- [Exercise brief]: Report the count of lines holding "WHERE" in the records, with no other words.

- [Data for review]:
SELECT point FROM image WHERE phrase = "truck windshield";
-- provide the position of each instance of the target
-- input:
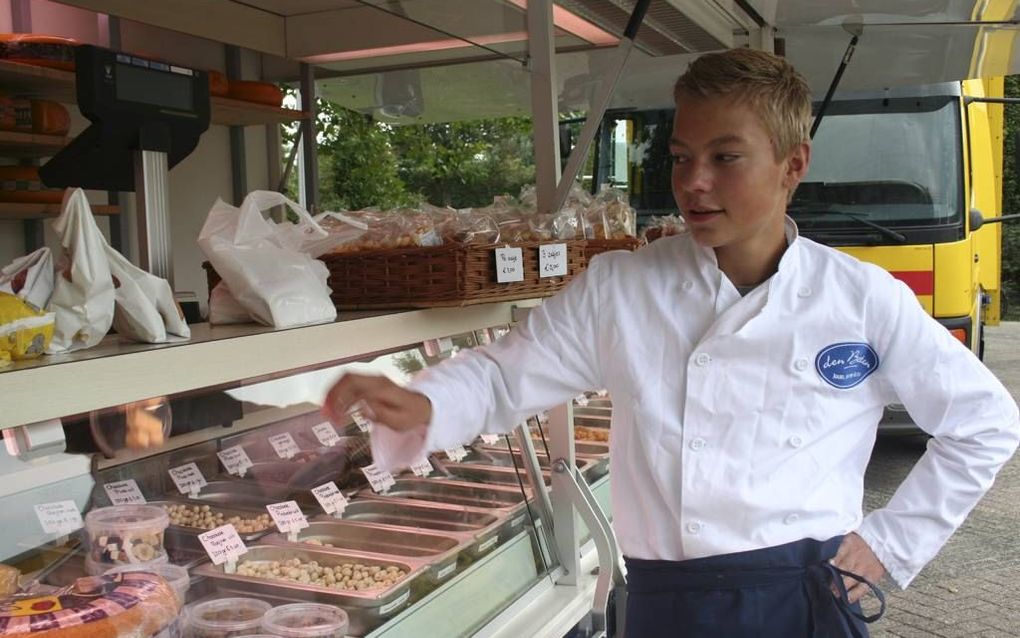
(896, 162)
...
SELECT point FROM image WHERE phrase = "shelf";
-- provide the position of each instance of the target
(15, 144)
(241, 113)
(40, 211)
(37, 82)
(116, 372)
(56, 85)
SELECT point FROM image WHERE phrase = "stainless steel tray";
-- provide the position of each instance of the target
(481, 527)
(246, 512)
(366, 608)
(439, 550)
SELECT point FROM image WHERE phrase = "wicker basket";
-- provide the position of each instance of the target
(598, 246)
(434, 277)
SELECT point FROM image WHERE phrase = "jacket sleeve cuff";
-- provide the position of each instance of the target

- [Output for this exercise]: 5